## EXERCISE BRIEF
Rewrite all of the records below with each "innermost" swapped for "central" and everything else left unchanged, omitting the pictures.

— begin PROVIDED ENTRIES —

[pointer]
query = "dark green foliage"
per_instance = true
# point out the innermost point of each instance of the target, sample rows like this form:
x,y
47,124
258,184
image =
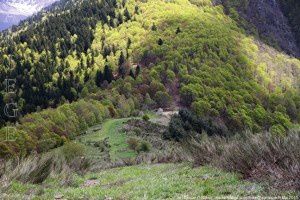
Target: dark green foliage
x,y
108,76
72,150
99,78
61,34
127,14
160,42
178,30
186,124
146,118
154,27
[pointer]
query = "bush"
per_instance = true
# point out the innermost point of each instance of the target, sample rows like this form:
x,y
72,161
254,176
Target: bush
x,y
72,150
146,118
137,145
143,147
133,143
263,157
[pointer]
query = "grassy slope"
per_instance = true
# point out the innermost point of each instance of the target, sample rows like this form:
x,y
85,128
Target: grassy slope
x,y
159,181
116,138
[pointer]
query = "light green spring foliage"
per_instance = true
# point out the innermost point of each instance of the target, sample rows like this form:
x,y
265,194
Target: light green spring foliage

— end PROVIDED ENTRIES —

## SOLVED EXERCISE
[pointer]
query = "dark green foliage"
per_instance = true
# point out the central point of each instance of the target, sample rows like this form:
x,y
47,124
258,184
image =
Target: dark green foliage
x,y
108,76
72,150
99,78
61,34
127,14
160,42
178,30
186,124
146,118
154,27
[pointer]
query = "bush"
per_instance = true
# point out the central point of each instance of the target, sample rows like this form:
x,y
72,161
254,176
Target: bush
x,y
72,150
146,118
137,145
143,147
133,143
263,157
[pointer]
query = "grassy slope"
per_instance = true
# point out the central point of each instance of the target, sample rows like this form:
x,y
85,128
Target: grassy slope
x,y
159,181
116,138
[pointer]
query = "light green spring foliage"
per_instance = true
# point out the central point of each instance of the target, sample rows like this form:
x,y
265,194
Target: light green spring foliage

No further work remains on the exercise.